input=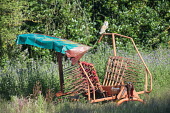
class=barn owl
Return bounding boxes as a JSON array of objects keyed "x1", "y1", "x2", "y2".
[{"x1": 99, "y1": 21, "x2": 109, "y2": 34}]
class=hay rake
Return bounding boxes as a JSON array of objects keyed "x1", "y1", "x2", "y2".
[
  {"x1": 16, "y1": 33, "x2": 152, "y2": 105},
  {"x1": 56, "y1": 33, "x2": 152, "y2": 105}
]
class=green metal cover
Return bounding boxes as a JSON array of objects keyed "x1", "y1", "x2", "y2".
[{"x1": 16, "y1": 34, "x2": 90, "y2": 63}]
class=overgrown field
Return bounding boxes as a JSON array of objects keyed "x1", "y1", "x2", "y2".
[{"x1": 0, "y1": 44, "x2": 170, "y2": 113}]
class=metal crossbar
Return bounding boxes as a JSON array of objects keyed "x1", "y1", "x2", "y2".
[{"x1": 103, "y1": 56, "x2": 146, "y2": 91}]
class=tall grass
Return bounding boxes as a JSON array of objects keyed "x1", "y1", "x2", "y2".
[{"x1": 0, "y1": 44, "x2": 170, "y2": 113}]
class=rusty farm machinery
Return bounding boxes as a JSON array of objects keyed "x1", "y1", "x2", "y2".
[{"x1": 17, "y1": 33, "x2": 152, "y2": 105}]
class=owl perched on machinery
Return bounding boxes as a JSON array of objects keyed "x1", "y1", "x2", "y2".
[{"x1": 99, "y1": 21, "x2": 109, "y2": 34}]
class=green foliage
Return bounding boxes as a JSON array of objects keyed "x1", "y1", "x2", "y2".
[{"x1": 0, "y1": 0, "x2": 170, "y2": 65}]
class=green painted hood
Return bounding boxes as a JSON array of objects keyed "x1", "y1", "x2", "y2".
[{"x1": 16, "y1": 34, "x2": 90, "y2": 61}]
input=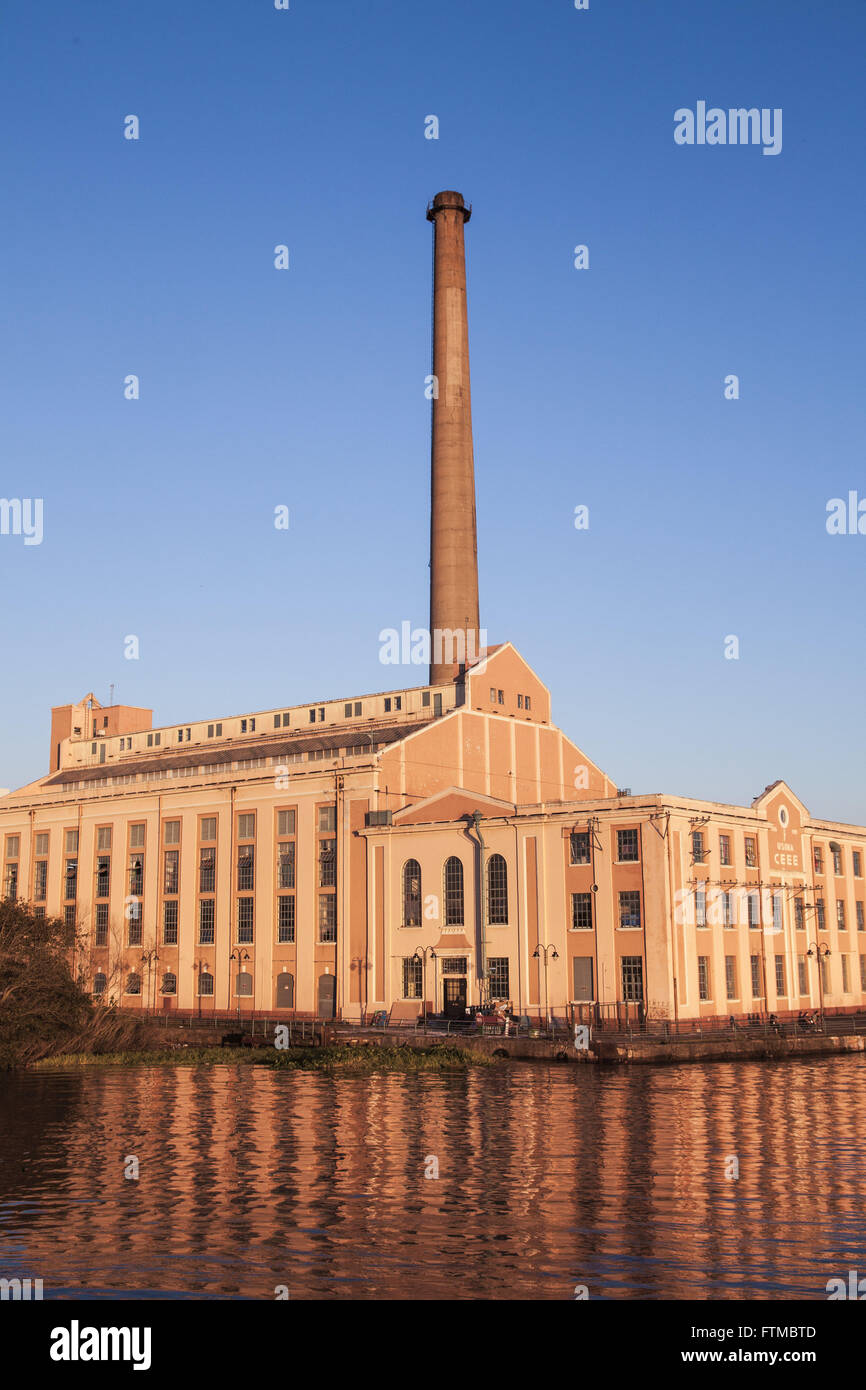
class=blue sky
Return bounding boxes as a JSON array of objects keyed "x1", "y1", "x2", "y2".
[{"x1": 0, "y1": 0, "x2": 866, "y2": 823}]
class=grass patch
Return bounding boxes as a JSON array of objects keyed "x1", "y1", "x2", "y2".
[{"x1": 29, "y1": 1043, "x2": 495, "y2": 1072}]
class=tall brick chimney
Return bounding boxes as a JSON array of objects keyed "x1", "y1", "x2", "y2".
[{"x1": 427, "y1": 192, "x2": 480, "y2": 685}]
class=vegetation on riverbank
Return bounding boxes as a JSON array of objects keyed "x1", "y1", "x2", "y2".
[{"x1": 31, "y1": 1044, "x2": 493, "y2": 1072}]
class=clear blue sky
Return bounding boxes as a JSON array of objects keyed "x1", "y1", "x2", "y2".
[{"x1": 0, "y1": 0, "x2": 866, "y2": 823}]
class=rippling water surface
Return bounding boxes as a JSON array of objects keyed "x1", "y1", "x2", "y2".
[{"x1": 0, "y1": 1058, "x2": 866, "y2": 1300}]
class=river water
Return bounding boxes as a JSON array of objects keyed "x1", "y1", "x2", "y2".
[{"x1": 0, "y1": 1056, "x2": 866, "y2": 1300}]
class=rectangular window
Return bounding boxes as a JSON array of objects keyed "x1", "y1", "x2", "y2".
[
  {"x1": 616, "y1": 830, "x2": 638, "y2": 863},
  {"x1": 199, "y1": 847, "x2": 217, "y2": 892},
  {"x1": 571, "y1": 892, "x2": 592, "y2": 931},
  {"x1": 163, "y1": 898, "x2": 178, "y2": 947},
  {"x1": 129, "y1": 855, "x2": 145, "y2": 898},
  {"x1": 199, "y1": 898, "x2": 215, "y2": 947},
  {"x1": 277, "y1": 894, "x2": 295, "y2": 942},
  {"x1": 163, "y1": 849, "x2": 179, "y2": 892},
  {"x1": 403, "y1": 956, "x2": 424, "y2": 999},
  {"x1": 571, "y1": 830, "x2": 589, "y2": 865},
  {"x1": 238, "y1": 845, "x2": 256, "y2": 892},
  {"x1": 33, "y1": 859, "x2": 49, "y2": 902},
  {"x1": 487, "y1": 956, "x2": 512, "y2": 999},
  {"x1": 695, "y1": 888, "x2": 706, "y2": 927},
  {"x1": 621, "y1": 956, "x2": 644, "y2": 1004},
  {"x1": 620, "y1": 892, "x2": 641, "y2": 927},
  {"x1": 96, "y1": 855, "x2": 111, "y2": 898},
  {"x1": 318, "y1": 892, "x2": 336, "y2": 942},
  {"x1": 238, "y1": 898, "x2": 253, "y2": 944},
  {"x1": 698, "y1": 956, "x2": 710, "y2": 999},
  {"x1": 318, "y1": 840, "x2": 336, "y2": 888},
  {"x1": 724, "y1": 956, "x2": 737, "y2": 999},
  {"x1": 93, "y1": 902, "x2": 108, "y2": 947},
  {"x1": 277, "y1": 840, "x2": 295, "y2": 888}
]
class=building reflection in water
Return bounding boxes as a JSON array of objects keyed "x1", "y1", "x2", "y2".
[{"x1": 0, "y1": 1058, "x2": 866, "y2": 1300}]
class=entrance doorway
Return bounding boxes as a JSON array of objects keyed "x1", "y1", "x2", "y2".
[
  {"x1": 442, "y1": 976, "x2": 466, "y2": 1019},
  {"x1": 316, "y1": 974, "x2": 336, "y2": 1019}
]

· · · · ·

Copy all the lines of data exactly as they appear, dropping any images.

**OUTPUT FOR THIS TASK:**
input=
class=barn owl
Return bounding boxes as a JSON array of objects keyed "x1", "y1", "x2", "y2".
[{"x1": 99, "y1": 21, "x2": 109, "y2": 34}]
class=hay rake
Return bounding boxes as a JSON array of objects keyed "x1", "y1", "x2", "y2".
[
  {"x1": 16, "y1": 33, "x2": 152, "y2": 105},
  {"x1": 56, "y1": 33, "x2": 152, "y2": 105}
]
class=green metal cover
Return bounding boxes as a JSON array of objects keyed "x1", "y1", "x2", "y2".
[{"x1": 16, "y1": 34, "x2": 90, "y2": 63}]
class=overgrown field
Return bounding boxes as a JSON array of objects keyed "x1", "y1", "x2", "y2".
[{"x1": 0, "y1": 44, "x2": 170, "y2": 113}]
class=metal crossbar
Return bounding boxes as a JSON array of objects keyed "x1", "y1", "x2", "y2".
[{"x1": 103, "y1": 56, "x2": 146, "y2": 91}]
class=tall grass
Return bounding boxes as a JSON array of objects keyed "x1", "y1", "x2", "y2".
[{"x1": 0, "y1": 44, "x2": 170, "y2": 113}]
class=rusty farm machinery
Return bounding boxes as a JSON array of objects keyed "x1", "y1", "x2", "y2".
[{"x1": 17, "y1": 33, "x2": 152, "y2": 105}]
class=owl perched on machinery
Return bounding boxes as a JSON array of objects keyed "x1", "y1", "x2", "y2".
[{"x1": 99, "y1": 21, "x2": 109, "y2": 34}]
class=green foliage
Return bounding boxes as a JSON array of objects keyed "x1", "y1", "x2", "y2".
[{"x1": 0, "y1": 0, "x2": 170, "y2": 65}]
class=green painted hood
Return bounding boxes as a JSON array of objects keyed "x1", "y1", "x2", "y2".
[{"x1": 16, "y1": 34, "x2": 90, "y2": 61}]
input=
class=blue sky
Return bounding boxes as a JSON array of objects keyed "x1", "y1", "x2", "y2".
[{"x1": 0, "y1": 0, "x2": 866, "y2": 823}]
class=grass patch
Return bounding boxes as a JSON array of objects keyed "x1", "y1", "x2", "y2".
[{"x1": 29, "y1": 1043, "x2": 495, "y2": 1072}]
class=tall brick chimney
Return bounding boxes as a JSON array of objects keyed "x1", "y1", "x2", "y2".
[{"x1": 427, "y1": 192, "x2": 480, "y2": 685}]
class=vegetation on riverbank
Return bounding boxes as a JSON array of objects keyed "x1", "y1", "x2", "y2".
[{"x1": 31, "y1": 1044, "x2": 493, "y2": 1072}]
class=clear blue sky
Return bounding boxes as a JSON array of objects keyed "x1", "y1", "x2", "y2".
[{"x1": 0, "y1": 0, "x2": 866, "y2": 823}]
class=rippling water surface
Return bounding boxes as a JSON array of objects keyed "x1", "y1", "x2", "y2".
[{"x1": 0, "y1": 1058, "x2": 866, "y2": 1300}]
class=river water
Return bounding boxes as a JSON array of objects keyed "x1", "y1", "x2", "y2".
[{"x1": 0, "y1": 1056, "x2": 866, "y2": 1300}]
class=rectangular window
Return bounding boxes as a JSON array of objects keyed "x1", "y1", "x2", "y2".
[
  {"x1": 616, "y1": 830, "x2": 638, "y2": 863},
  {"x1": 199, "y1": 847, "x2": 217, "y2": 892},
  {"x1": 571, "y1": 892, "x2": 592, "y2": 931},
  {"x1": 163, "y1": 898, "x2": 178, "y2": 947},
  {"x1": 129, "y1": 855, "x2": 145, "y2": 898},
  {"x1": 199, "y1": 898, "x2": 215, "y2": 947},
  {"x1": 277, "y1": 894, "x2": 295, "y2": 942},
  {"x1": 163, "y1": 849, "x2": 179, "y2": 892},
  {"x1": 403, "y1": 956, "x2": 424, "y2": 999},
  {"x1": 571, "y1": 830, "x2": 589, "y2": 865},
  {"x1": 238, "y1": 845, "x2": 256, "y2": 892},
  {"x1": 33, "y1": 859, "x2": 49, "y2": 902},
  {"x1": 487, "y1": 956, "x2": 512, "y2": 999},
  {"x1": 695, "y1": 888, "x2": 706, "y2": 927},
  {"x1": 621, "y1": 956, "x2": 644, "y2": 1004},
  {"x1": 620, "y1": 892, "x2": 641, "y2": 927},
  {"x1": 96, "y1": 855, "x2": 111, "y2": 898},
  {"x1": 318, "y1": 892, "x2": 336, "y2": 942},
  {"x1": 238, "y1": 898, "x2": 253, "y2": 944},
  {"x1": 698, "y1": 956, "x2": 710, "y2": 999},
  {"x1": 318, "y1": 840, "x2": 336, "y2": 888},
  {"x1": 724, "y1": 956, "x2": 737, "y2": 999},
  {"x1": 93, "y1": 902, "x2": 108, "y2": 947},
  {"x1": 277, "y1": 840, "x2": 295, "y2": 888}
]
class=building reflection in water
Return bounding boxes as a JSON array of objects keyed "x1", "y1", "x2", "y2".
[{"x1": 0, "y1": 1058, "x2": 866, "y2": 1300}]
class=entrance doorway
Return bounding boxes as a JSON array of objects keyed "x1", "y1", "x2", "y2".
[
  {"x1": 442, "y1": 976, "x2": 466, "y2": 1019},
  {"x1": 316, "y1": 974, "x2": 336, "y2": 1019}
]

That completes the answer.